> **Task set**
- a) List every publication or website named in the excerpt on Play It as It Lays.
- b) Print the part of the excerpt on Play It as It Lays between "Didion's writing style" and "as It Lays.", inclusive.

[[ Excerpted text open ]]

Many dialogues between Maria and other characters portray the superficiality and strategy associated with the film industry, as characters choose words carefully to achieve an aim or to avoid direct communication. The few dialogues which depict genuine, heartfelt interactions stand out, such as BZ telling Maria, "hold onto me" before overdosing.

== Criticism ==

=== Reception ===
Considered a classic work of American fiction, the novel has received largely positive reviews from literary critics, but often draws mixed reviews from the public due to its bleak content and unlikable protagonist. The plot has been described by critics as having "cinematic nihilism," and being a "ruthless dissection of American life in the 1960s." It has been positively described as a "terrifying book." In a review of the novel, Joseph Epstein described Joan Didion as a novelist: "her vision is dark, her views are bleak, but she is richly talented." J. Frakes, reviewing the novel in the Book World column of The Washington Post, described the novel as a "scathing novel, distilling venom in tiny drops, revealing devastation in a sneer and fear in a handful of atomic dust." Library Journal described it as "intelligent, well-structured, witty, irresistibly relentless."

Didion's writing style in this novel has been applauded for breaking from literary tradition and making use of a precise, minimalist style, composed of short chapters, some of which are only a few sentences long, leaving the page mostly blank. The style has been described as "short, laser-focused chapters that come in hot and burn out just as quickly like a firework."

=== In popular culture ===
The novel continues to be a prominent work in popular culture. The book has been referenced in the Netflix television series, You. The 1984 single "Rattlesnakes" by Lloyd Cole and the Commotions (a minor UK hit, peaking at #65) was a story about the lead character of Didion's A Book of Common Prayer, with Cole having "inserted her into the landscape" of Play It as It Lays.

The novel is frequently listed as a popular Los Angeles novel by popular culture websites. In a 2023 survey of writers by the LA Times, Play It As It Lays was voted the third most popular Los Angeles book. Literary Hub included the novel in its list of 10 Essential Books That Capture Los Angeles in All Its Sublime, Beautiful Darkness. The independent editorial website Book Riot included the novel in its list "10 of the Best Books About Los Angeles," saying of its author that "when people think of Los Angeles authors, Joan Didion is almost always the first name that pops into their minds."

== Adaptation ==
The book was adapted into a 1972 film directed by Frank Perry, starring Tuesday Weld as Maria and Anthony Perkins as BZ. Didion co-wrote the screenplay with her husband, John Gregory Dunne.

[[ Excerpted text closed ]]
[[ Given data open ]]

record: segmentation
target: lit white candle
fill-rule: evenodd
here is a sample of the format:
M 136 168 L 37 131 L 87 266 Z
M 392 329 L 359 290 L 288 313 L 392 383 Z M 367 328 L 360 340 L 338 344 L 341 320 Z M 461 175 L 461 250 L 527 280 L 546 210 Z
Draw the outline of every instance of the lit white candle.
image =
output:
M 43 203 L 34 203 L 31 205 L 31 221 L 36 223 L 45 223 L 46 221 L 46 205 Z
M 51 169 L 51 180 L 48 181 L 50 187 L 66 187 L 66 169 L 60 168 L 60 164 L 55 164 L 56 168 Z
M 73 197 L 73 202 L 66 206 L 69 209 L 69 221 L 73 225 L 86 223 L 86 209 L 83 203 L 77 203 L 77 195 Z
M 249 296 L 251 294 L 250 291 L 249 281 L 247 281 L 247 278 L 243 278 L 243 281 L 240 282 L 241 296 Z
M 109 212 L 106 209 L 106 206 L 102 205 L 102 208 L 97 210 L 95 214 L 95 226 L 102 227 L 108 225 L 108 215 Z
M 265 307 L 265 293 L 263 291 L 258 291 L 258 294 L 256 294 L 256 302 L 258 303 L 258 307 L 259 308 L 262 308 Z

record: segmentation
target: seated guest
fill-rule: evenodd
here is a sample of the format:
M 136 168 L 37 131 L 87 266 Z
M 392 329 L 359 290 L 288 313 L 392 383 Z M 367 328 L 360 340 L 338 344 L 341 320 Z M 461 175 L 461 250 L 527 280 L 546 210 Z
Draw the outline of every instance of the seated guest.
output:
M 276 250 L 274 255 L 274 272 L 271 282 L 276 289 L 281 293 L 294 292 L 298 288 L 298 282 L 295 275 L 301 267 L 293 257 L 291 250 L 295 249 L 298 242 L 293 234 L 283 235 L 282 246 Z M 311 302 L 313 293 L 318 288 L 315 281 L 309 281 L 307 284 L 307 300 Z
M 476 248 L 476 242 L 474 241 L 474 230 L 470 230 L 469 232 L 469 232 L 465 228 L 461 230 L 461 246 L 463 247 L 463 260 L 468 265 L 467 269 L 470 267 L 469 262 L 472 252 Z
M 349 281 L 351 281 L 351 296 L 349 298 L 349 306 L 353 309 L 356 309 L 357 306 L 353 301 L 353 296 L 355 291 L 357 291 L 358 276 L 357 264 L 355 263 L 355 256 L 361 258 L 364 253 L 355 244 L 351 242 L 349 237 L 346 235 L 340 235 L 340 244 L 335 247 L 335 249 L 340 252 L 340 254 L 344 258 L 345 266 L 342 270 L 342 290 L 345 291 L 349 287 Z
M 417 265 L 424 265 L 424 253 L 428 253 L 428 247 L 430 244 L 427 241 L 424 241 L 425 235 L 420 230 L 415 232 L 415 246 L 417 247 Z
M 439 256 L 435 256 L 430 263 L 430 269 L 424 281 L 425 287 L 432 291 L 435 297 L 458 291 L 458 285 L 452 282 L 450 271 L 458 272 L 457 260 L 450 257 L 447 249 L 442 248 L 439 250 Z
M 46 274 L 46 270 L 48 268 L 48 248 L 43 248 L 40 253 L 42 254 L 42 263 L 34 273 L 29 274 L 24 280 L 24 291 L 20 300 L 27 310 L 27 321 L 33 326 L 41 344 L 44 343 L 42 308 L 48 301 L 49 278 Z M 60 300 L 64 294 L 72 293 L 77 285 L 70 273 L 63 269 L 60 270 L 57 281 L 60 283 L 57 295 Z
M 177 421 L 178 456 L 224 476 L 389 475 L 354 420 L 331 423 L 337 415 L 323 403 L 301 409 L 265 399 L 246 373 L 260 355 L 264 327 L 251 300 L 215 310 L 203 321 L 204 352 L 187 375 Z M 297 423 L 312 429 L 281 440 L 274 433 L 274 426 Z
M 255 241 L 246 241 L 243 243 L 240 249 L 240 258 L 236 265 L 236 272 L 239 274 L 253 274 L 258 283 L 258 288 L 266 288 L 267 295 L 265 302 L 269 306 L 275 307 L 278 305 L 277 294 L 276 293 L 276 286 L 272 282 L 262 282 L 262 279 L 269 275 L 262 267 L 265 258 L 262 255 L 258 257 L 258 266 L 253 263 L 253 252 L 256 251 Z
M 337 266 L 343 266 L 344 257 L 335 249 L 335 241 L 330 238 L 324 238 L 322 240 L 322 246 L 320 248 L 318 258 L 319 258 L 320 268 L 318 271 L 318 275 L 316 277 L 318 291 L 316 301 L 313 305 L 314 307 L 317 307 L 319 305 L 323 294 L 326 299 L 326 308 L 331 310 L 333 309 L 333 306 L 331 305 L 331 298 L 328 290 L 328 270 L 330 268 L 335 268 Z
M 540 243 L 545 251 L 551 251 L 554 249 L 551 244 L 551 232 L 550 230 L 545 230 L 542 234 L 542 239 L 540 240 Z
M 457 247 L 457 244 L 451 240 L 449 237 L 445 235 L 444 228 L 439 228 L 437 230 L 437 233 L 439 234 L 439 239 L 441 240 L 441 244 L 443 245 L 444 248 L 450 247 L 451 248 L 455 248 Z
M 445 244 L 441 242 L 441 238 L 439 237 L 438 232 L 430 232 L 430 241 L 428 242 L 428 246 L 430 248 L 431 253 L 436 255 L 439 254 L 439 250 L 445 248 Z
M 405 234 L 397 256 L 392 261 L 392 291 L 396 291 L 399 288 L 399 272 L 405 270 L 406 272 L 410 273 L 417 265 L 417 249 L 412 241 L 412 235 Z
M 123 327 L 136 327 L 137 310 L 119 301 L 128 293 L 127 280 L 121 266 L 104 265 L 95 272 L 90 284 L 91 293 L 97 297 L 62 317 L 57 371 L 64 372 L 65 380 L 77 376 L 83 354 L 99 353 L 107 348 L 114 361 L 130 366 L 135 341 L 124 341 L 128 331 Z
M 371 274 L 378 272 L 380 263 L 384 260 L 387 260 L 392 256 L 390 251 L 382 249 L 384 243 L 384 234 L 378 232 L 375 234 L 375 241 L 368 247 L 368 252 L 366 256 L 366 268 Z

[[ Given data closed ]]

> **Solutions**
- a)
- The Washington Post
- Library Journal
- LA Times
- Literary Hub
- Book Riot

- b)
Didion's writing style in this novel has been applauded for breaking from literary tradition and making use of a precise, minimalist style, composed of short chapters, some of which are only a few sentences long, leaving the page mostly blank. The style has been described as "short, laser-focused chapters that come in hot and burn out just as quickly like a firework."

=== In popular culture ===
The novel continues to be a prominent work in popular culture. The book has been referenced in the Netflix television series, You. The 1984 single "Rattlesnakes" by Lloyd Cole and the Commotions (a minor UK hit, peaking at #65) was a story about the lead character of Didion's A Book of Common Prayer, with Cole having "inserted her into the landscape" of Play It as It Lays.